_Source passage_.
** begin **
What is a Company Limited by Guarantee? A Guide to Solve All Your Doubts.

Introduction

We come across various entities that work for a social cause. These entities are not always registered under section 8 of the Companies Act 2013. There are so many types of companies that operate in the market today. Not all of them share a similar structure or financial model. The liabilities of their members differ, too. Why is that?

The Companies Act 2013 lists three types of companies based on the member’s liability. They are:

  1. Company Limited by Shares,
  2. Company Limited by Guarantee, and
  3. Unlimited Company.

The liability of members is limited to a certain extent in the first two cases. This protects the members of the company from the acts of the entity. A company limited by guarantee is a popular type of company that offers various advantages. This is because of its features, structure, and its financial model. What is a company limited by guarantee? Read below to know more!

Company Limited By Guarantee Meaning

Section 2(21) of the Companies Act 2013 explains the concept of a company limited by guarantee (CLG). This company does not work on the mechanism of share capital. Companies Act 2013 has put forward the following definition of a company limited by guarantee:

A company limited by guarantee is a company having the liability of its members limited by the memorandum to such amount as the members may respectively undertake to contribute to the assets of the company in the event of its being wound up.

By reading the above definition, we can understand that a CLG is a legal entity without a share capital. Most of the time, they are established for non-profit motives. The structure and working of the company are ideal for organizations like trade associations, clubs, charitable trusts, institutions working for society, and groups that focus on promoting a cause or service.

The members of the company, known as the guarantors, get rights similar to shareholders of the company. Unless any special provision is written in the articles, the members can attend the general meetings and vote in the company. They also get the right to appoint and remove any or all of the company’s directors. The members get the supreme control over the company.

The member’s liability is not based upon the value of the share that they hold in the company. Instead, this liability is limited to their guarantee, a predetermined amount that members agree to pay in case the company decides to wind up.

 What is a company limited by shares and how is it any different?

A company limited by shares is run by its members, too. But these members are the shareholders of the company. A share is a small portion of the company’s capital. Owning the shares means owning a portion of the company. Anyone can own these shares. However, a private limited company has restrictions placed on the transfer of shares.

Even if a company limited by shares and a company limited by guarantee seem similar at first glance. However, their financial structures and working conditions are considerably different. Some of these differences are:

  1. Members of the company:

The members of CLG are known as guarantors. They guarantee an amount that they can pay in case the company decides to wind up. The members of the company that have a share capital are known as its shareholders.

  1. Liability:

The liability of the members of a company limited to shares is capped to the nominal value of the shares subscribed by him. They do not have to incur any losses beyond the nominal value of these shares. Unlike the members of the CLG, they do not have to predetermine any amount of liability that is difficult for them to bear.
** end **
_Given problem 1_.
Using the guide on companies limited by guarantee, answer each question in a short phrase.
(a) Which section of the Companies Act 2013 explains the concept of a company limited by guarantee?
(b) What are the members of a company limited by guarantee known as?
(c) In a company limited by shares, what is each member's liability capped to?
_Given problem 2_. Carry on the guide on companies limited by guarantee from where it stops.
The records after this note are not needed for these tasks.

_Extracted material_.
** begin **
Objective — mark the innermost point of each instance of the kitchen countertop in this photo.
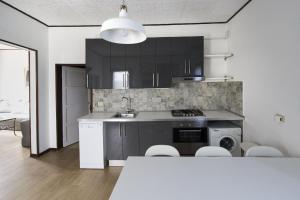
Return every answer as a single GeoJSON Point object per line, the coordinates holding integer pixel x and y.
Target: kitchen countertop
{"type": "Point", "coordinates": [210, 115]}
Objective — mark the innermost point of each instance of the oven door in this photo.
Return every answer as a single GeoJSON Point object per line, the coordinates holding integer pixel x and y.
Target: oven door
{"type": "Point", "coordinates": [189, 140]}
** end **
_Written response 1_.
(a) Section 2(21)
(b) Guarantors
(c) The nominal value of the shares subscribed by that member

_Written response 2_.
  1. Involvement of any regulatory bodies:

The business operations of a company limited by shares are controlled by the Ministry of Corporate Affairs and market regulatory bodies. CGL is operated by the guarantors and takes all decisions for the benefit of the company. 

 Features of Company Limited by guarantee

Not for Profit motives

Most CLGs are run to attain charitable motives. The profits earned by these entities are reinvested to support the company’s activities and goals. These profits are not distributed as dividends.

Company Limited by Guarantee Members

Members of CLG do not possess the shares of the company. They claim the ownership of the companies through the guarantee of paying up a certain amount of liability. These members are called guarantors.

Zero Share Capital

A company limited by guarantee, India, does not own a share capital. The guarantors have fixed a predetermined amount that they pay during the winding up of the company.

Limited Liability

The liability of members of the company is limited by the guarantee undertaken by them.

Perpetual Succession

A CLG enjoys a long-term existence. It does not depend upon its members to continue with its activities. Members may come and go but the company will keep going ahead.

Regulatory Framework

CLG is governed by the Companies Act, 2013. The act has laid down the statutory and annual requirements that the company has to follow regularly. Companies will also have to properly maintain the records and books of accounts for the current and previous 7 financial years. 

How to form a company limited by guarantee under the Companies Act 2013

The Companies Act has laid down a clear and simple procedure to register a CLG. The process of registration includes the following steps:

  1. Approval of Name
  2. Drafting the Memorandum Article of Association
  3. Filing with the Registrar
  4. Receiving the Certificate of Incorporation

Step 1: Approval of Name

Deciding the name of your entity is a crucial step in registering your company. It is important to check the availability of the name that you have selected for your company. You can check the availability of the name on MCA’s official website. Simply fill in the search field and click enter to analyze the availability of your name. You can also use professional help to avoid any copyright issues in the future. Ensure your business gets your desired name.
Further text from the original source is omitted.